*Problem description*: Write out the following lines verbatim, omitting the pictures from your answer.

*Dataset entries*:
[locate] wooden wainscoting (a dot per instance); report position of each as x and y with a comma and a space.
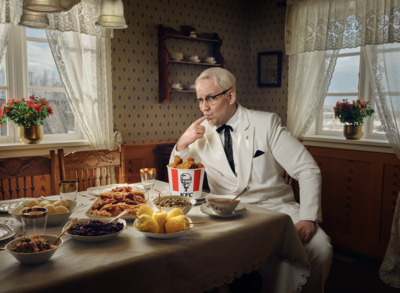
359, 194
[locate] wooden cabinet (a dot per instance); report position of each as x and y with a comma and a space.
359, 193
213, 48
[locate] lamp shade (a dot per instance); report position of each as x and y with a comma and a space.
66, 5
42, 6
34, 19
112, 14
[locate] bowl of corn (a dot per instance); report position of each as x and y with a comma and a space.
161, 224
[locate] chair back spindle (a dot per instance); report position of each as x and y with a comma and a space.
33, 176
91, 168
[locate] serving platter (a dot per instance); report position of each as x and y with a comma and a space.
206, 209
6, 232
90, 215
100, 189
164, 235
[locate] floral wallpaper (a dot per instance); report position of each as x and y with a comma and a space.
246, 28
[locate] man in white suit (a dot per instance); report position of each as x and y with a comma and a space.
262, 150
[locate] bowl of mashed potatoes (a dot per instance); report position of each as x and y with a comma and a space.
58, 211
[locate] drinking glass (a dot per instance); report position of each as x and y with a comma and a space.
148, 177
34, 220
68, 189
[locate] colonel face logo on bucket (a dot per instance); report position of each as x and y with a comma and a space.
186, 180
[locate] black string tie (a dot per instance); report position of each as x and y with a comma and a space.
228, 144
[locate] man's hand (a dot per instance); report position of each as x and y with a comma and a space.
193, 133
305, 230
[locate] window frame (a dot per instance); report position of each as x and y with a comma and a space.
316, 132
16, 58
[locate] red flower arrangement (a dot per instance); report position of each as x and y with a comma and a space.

*The solution*:
[locate] wooden wainscoting (a dot per instance); report position of each as x and y with a comma and a space.
359, 194
[locate] wooden cabinet (a dot per instance); report position of each as x and y with a comma and a space.
359, 193
213, 48
[locate] lamp shade (a dot per instance); report position of each as x and y with a comma and a space.
66, 5
42, 6
34, 19
112, 14
[locate] bowl of corn (a dot per instance); report position of each as x and y with a comma and a space.
161, 224
[locate] chair back spindle (a dot per instance); report position of each as x and y with a comma and a space.
33, 176
91, 168
[locate] serving platter (a dot per instance); report position of each as x and y with a comma and a space.
206, 209
6, 232
90, 215
100, 189
164, 235
[locate] floral wallpaper (a dot per instance); report position of each as x and y with a comma and a space.
246, 28
[locate] man in white suit (a dot per instance); report position of each as x and y with a comma and a space.
262, 150
[locate] bowl of mashed potatoes (a dot per instance); report position of each as x and y with a comma and a space.
58, 211
[locate] drinking glass (a dot per instance); report position of each as x and y with a comma and a space.
148, 177
34, 220
68, 189
[locate] colonel face logo on bucket (a dot per instance); report position of each as x and y with a comma and a space.
186, 180
[locate] black string tie (a dot per instance); report position of each as x and y with a comma and a space.
228, 144
[locate] man's hand (a dot per instance); report position of each as x and y with a comma and a space.
193, 133
305, 230
[locate] window frame (a dot per instance); report position of each as x and y with a comma and a space.
316, 132
16, 58
[locate] red flower arrangement (a dot per instance); report position of each as x and y with a comma and a space.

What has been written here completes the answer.